Securities and Exchange Commission Historical Society

The Institution of Experience: Self-Regulatory Organizations in the Securities Industry, 1792-2010

Born Regulated

Market Makers and Odd Eighths

"Q. How important is The Nasdaq Stock Market compared to other equities markets?

A. Nasdaq initiated trading in February 1971, and has since experienced the greatest period of growth ever achieved by a stock market.

Over the last 7 years, Nasdaq's market share of dollar volume has virtually doubled. Daily transaction volume regularly tops 300 million shares...twice what is was in 1990. Nasdaq share volume over the first half of 1994 exceeded that of the New York Stock Exchange.

The Nasdaq Stock Market is a market that works well for both listed companies and investors alike."

- From "Knowing Nasdaq," enclosed in November 16, 1994 letter from Donald Johnson, Nasdaq Market Services to Martin Winter, Corporate Renaissance Group, Inc.

The creation of Nasdaq gave the NASD a dual status, both as a member regulator and as a market regulator. This dual status transformed the NASD more fundamentally than most contemporary observers understood.

•••

▶ Exercise task:
According to the Nasdaq page extract, in what month and year did Nasdaq begin trading?

Stored dataset items
•••

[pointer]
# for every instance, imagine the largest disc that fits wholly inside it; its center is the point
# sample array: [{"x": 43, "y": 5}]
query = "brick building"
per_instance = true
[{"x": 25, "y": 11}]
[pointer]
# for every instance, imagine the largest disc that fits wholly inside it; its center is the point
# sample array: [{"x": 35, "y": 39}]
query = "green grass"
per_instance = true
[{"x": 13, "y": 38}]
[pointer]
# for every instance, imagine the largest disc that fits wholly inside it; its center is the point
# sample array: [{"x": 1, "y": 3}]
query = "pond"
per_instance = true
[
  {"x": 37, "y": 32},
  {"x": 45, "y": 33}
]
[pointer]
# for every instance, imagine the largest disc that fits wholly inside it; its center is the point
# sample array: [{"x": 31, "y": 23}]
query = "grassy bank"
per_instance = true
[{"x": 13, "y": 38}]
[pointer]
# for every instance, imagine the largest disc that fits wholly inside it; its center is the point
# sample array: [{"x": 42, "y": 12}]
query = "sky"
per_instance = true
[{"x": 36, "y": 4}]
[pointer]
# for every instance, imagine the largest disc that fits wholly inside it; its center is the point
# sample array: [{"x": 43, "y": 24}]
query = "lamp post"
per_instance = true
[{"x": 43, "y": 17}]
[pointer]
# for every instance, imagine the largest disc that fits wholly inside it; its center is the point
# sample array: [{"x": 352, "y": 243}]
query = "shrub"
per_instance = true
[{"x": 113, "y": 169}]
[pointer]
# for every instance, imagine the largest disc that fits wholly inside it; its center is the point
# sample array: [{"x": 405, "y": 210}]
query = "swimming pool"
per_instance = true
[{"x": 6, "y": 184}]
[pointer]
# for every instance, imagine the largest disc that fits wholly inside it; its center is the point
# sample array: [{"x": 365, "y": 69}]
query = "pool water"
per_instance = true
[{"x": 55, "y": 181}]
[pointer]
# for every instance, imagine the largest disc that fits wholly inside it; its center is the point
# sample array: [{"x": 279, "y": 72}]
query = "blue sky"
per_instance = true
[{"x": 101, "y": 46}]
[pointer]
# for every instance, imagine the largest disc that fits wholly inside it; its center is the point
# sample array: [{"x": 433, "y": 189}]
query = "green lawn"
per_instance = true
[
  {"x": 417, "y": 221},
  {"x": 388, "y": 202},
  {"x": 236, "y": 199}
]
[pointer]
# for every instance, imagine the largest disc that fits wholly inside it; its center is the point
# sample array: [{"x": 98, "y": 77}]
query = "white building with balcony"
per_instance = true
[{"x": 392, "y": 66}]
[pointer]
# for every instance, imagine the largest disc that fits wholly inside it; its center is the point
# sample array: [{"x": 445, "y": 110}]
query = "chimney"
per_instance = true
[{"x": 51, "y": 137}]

•••

▶ Written answer:
February 1971